__SOAL SINGKAT 1__.
Tuliskan bagian teks tentang latihan bercerita mulai dari "Bercerita #4" sampai dengan "#BAJU (10 menit)", tanpa mengubah satu kata pun.
__SOAL SINGKAT 2__.
Kembalikan baris-baris dalam entri, mulai dari baris yang memuat "job: provide the outline of every instance of the rocky" sampai dengan baris terakhir entri, persis tanpa perubahan.

__KUTIPAN TEKS__.
*-*-*
Bercerita #4
Latihan bercerita
Ditengah kegabutanku menagisi hidup, aku membaca twit Uda Ivan Lanin yang tak pernah lelah bercerita. Ku baca salah satu utasnya terkait Latihan Bercerita. Baru membaca petunjukknya aku kemudian membuka laman ini. Ku tuliskan semuanya, tanpa mikir, dan tanpa ku baca lagi.
Ini cerita Uda yang ku maksud, jika kalian penasaran. Satu cerita dibawah ini improvisasiku saja, selebihnya aku ikut aturannya.
#BAJU (10 menit)
*-*-*
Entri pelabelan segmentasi
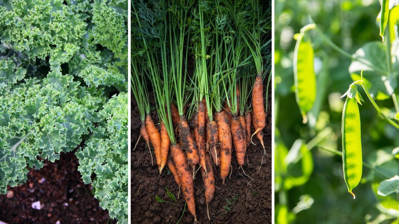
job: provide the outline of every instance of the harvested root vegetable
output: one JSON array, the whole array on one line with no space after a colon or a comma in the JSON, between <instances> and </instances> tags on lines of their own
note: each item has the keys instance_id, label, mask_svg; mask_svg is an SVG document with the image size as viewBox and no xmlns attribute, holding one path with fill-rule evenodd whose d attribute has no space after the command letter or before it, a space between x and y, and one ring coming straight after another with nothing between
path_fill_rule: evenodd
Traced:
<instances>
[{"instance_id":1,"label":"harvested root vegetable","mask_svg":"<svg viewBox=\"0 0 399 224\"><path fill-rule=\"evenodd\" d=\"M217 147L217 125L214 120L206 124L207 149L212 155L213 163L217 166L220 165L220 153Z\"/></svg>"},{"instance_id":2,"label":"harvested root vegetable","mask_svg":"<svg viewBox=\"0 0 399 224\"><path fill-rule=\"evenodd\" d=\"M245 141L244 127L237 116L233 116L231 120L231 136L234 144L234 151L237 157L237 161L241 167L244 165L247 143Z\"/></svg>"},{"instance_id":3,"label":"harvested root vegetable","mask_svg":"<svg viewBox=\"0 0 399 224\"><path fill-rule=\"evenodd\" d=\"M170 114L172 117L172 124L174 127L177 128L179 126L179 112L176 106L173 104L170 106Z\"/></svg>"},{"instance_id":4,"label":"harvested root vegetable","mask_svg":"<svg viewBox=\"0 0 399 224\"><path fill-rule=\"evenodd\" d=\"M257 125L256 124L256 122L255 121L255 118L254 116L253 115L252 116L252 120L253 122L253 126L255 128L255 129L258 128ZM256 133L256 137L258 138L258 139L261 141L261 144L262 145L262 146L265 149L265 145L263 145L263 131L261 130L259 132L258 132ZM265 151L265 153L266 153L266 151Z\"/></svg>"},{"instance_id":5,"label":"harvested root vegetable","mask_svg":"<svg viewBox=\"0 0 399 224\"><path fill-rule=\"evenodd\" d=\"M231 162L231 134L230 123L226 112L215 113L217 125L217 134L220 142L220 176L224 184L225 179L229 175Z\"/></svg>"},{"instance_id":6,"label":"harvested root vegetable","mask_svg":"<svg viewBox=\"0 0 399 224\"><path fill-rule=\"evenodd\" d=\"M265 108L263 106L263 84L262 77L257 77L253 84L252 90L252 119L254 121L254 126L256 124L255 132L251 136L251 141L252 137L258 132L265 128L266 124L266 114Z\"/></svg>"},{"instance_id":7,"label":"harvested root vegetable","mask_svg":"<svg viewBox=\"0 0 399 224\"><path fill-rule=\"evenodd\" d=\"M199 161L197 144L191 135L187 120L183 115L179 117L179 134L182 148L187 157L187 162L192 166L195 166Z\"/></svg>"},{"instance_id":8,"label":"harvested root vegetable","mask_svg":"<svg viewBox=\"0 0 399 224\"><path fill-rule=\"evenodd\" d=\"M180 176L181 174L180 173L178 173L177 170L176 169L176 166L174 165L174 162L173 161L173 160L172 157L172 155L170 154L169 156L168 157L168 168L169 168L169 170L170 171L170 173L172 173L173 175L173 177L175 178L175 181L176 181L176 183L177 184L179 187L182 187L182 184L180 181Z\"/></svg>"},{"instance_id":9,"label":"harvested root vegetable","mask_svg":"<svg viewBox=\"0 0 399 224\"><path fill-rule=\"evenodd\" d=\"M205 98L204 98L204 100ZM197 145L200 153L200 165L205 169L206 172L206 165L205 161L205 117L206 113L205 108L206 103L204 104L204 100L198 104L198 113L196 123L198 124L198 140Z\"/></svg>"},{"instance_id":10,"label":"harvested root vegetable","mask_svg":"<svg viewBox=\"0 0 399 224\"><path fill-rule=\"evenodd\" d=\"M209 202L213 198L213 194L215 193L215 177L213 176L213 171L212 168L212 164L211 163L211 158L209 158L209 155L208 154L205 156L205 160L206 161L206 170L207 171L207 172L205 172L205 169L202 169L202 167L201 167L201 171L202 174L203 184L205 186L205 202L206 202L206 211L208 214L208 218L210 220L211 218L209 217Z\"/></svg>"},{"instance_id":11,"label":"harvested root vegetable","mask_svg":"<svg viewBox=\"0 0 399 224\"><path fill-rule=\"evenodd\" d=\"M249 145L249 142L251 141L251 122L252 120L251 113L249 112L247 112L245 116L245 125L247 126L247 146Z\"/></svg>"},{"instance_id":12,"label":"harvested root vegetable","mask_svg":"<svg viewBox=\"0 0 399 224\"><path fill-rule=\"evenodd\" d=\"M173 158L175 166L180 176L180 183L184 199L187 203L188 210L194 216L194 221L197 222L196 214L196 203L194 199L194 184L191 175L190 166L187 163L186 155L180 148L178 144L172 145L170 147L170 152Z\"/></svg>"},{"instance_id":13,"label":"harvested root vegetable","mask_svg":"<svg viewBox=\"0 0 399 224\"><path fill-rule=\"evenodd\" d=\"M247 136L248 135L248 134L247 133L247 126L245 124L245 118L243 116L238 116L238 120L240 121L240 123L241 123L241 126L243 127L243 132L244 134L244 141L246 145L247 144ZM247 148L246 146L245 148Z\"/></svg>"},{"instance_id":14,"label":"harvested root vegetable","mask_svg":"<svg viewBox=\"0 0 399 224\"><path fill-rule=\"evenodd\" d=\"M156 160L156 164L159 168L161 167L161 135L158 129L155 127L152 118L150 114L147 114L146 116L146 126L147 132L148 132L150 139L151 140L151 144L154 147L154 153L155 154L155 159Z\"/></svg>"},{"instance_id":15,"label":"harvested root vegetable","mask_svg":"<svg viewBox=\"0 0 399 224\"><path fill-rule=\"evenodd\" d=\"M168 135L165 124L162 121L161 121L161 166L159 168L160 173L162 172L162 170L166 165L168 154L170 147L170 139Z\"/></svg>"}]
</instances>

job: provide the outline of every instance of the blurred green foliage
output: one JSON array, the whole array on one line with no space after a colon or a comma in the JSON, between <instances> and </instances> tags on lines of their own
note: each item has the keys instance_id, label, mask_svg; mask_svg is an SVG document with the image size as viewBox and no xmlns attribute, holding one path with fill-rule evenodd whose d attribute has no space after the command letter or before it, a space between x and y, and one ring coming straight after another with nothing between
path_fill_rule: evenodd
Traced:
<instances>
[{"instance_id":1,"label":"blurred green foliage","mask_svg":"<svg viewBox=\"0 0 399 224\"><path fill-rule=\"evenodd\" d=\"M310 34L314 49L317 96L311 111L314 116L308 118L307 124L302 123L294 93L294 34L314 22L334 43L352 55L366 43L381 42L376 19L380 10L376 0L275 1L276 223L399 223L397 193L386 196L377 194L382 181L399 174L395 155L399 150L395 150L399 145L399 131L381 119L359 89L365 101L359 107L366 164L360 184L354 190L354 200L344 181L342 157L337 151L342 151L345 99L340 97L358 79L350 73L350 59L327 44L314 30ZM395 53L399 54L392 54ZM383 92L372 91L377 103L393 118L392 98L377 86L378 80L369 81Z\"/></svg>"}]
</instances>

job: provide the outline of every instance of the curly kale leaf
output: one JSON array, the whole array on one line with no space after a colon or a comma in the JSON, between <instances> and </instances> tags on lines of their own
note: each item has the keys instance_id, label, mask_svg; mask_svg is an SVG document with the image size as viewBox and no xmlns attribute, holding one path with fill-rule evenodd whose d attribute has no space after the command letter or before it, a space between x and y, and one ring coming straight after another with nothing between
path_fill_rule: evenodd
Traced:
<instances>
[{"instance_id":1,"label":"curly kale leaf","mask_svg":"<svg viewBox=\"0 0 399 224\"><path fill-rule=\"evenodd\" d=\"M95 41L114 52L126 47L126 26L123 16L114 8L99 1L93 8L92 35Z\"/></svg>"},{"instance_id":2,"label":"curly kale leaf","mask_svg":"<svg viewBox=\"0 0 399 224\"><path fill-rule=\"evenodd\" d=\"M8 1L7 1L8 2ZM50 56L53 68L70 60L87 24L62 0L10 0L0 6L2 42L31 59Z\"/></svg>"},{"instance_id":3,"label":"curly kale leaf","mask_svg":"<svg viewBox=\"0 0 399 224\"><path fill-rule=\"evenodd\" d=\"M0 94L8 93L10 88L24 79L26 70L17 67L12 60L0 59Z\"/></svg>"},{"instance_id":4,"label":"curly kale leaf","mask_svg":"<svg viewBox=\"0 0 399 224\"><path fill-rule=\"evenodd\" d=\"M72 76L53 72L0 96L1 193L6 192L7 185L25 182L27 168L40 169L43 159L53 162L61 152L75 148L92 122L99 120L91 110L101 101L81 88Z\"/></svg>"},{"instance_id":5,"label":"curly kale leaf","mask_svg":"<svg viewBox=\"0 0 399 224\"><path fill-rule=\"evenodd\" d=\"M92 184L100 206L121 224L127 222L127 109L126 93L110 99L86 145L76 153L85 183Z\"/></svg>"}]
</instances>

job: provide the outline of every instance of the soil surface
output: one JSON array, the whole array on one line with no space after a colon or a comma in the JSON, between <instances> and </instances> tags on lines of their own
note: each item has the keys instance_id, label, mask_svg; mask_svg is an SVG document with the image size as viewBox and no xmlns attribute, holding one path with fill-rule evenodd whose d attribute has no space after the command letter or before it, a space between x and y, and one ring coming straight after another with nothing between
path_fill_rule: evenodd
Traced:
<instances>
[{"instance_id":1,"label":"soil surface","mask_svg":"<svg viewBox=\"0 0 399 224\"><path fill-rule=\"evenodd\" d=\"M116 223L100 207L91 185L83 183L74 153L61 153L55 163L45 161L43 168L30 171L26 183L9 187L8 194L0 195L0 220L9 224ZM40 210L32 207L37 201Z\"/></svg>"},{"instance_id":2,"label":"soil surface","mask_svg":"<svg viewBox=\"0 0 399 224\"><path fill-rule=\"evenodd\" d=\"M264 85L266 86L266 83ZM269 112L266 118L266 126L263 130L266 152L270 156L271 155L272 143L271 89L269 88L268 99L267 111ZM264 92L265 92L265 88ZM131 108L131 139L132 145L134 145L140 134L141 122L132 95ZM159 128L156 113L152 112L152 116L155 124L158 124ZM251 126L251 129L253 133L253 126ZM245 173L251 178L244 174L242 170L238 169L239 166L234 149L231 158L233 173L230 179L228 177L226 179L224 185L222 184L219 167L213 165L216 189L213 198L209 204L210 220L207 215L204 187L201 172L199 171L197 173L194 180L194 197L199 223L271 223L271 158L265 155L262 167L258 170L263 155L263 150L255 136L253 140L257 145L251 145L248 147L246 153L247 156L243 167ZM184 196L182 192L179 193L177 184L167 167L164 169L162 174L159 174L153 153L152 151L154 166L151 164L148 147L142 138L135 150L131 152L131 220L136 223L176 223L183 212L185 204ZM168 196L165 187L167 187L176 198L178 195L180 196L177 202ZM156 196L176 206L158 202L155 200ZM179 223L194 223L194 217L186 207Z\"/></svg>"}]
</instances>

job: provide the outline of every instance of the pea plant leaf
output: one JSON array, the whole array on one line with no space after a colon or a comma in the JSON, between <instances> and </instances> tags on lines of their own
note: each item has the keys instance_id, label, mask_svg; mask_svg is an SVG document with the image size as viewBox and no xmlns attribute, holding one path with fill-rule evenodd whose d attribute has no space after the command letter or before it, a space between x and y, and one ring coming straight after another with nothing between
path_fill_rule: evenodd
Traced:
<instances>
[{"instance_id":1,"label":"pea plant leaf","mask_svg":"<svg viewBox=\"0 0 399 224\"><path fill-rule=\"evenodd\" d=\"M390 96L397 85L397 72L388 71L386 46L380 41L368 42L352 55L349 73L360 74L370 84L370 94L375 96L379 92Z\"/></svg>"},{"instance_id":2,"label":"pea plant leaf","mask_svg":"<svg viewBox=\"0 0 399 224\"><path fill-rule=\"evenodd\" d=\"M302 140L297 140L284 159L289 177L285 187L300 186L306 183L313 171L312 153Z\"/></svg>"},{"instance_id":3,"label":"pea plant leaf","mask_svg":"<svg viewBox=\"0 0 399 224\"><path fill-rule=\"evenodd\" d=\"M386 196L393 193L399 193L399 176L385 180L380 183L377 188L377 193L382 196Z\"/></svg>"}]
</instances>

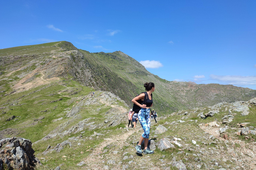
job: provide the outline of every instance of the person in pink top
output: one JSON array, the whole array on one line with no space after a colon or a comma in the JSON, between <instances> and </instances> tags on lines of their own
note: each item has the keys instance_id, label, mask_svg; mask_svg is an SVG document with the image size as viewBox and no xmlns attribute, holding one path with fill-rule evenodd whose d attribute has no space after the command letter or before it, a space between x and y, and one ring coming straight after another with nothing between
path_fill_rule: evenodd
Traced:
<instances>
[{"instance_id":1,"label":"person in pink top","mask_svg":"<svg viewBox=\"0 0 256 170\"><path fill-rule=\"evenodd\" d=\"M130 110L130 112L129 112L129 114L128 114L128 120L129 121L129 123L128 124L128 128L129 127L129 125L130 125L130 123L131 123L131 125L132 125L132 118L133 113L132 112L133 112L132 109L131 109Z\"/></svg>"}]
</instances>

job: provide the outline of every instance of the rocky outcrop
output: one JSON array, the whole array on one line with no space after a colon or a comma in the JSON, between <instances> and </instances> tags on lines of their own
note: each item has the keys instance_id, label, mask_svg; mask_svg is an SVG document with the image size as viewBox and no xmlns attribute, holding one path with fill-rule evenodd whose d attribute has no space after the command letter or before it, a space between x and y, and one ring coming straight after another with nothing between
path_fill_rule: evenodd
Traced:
*-*-*
__JAWABAN SOAL 1__.
Bercerita #4
Latihan bercerita
Ditengah kegabutanku menagisi hidup, aku membaca twit Uda Ivan Lanin yang tak pernah lelah bercerita. Ku baca salah satu utasnya terkait Latihan Bercerita. Baru membaca petunjukknya aku kemudian membuka laman ini. Ku tuliskan semuanya, tanpa mikir, dan tanpa ku baca lagi.
Ini cerita Uda yang ku maksud, jika kalian penasaran. Satu cerita dibawah ini improvisasiku saja, selebihnya aku ikut aturannya.
#BAJU (10 menit)

__JAWABAN SOAL 2__.
job: provide the outline of every instance of the rocky outcrop
output: one JSON array, the whole array on one line with no space after a colon or a comma in the JSON, between <instances> and </instances> tags on lines of their own
note: each item has the keys instance_id, label, mask_svg; mask_svg is an SVG document with the image size as viewBox and no xmlns attribute, holding one path with fill-rule evenodd whose d attribute has no space after the command letter or before it, a space between x and y, and one ring coming straight after another with nothing between
path_fill_rule: evenodd
Traced:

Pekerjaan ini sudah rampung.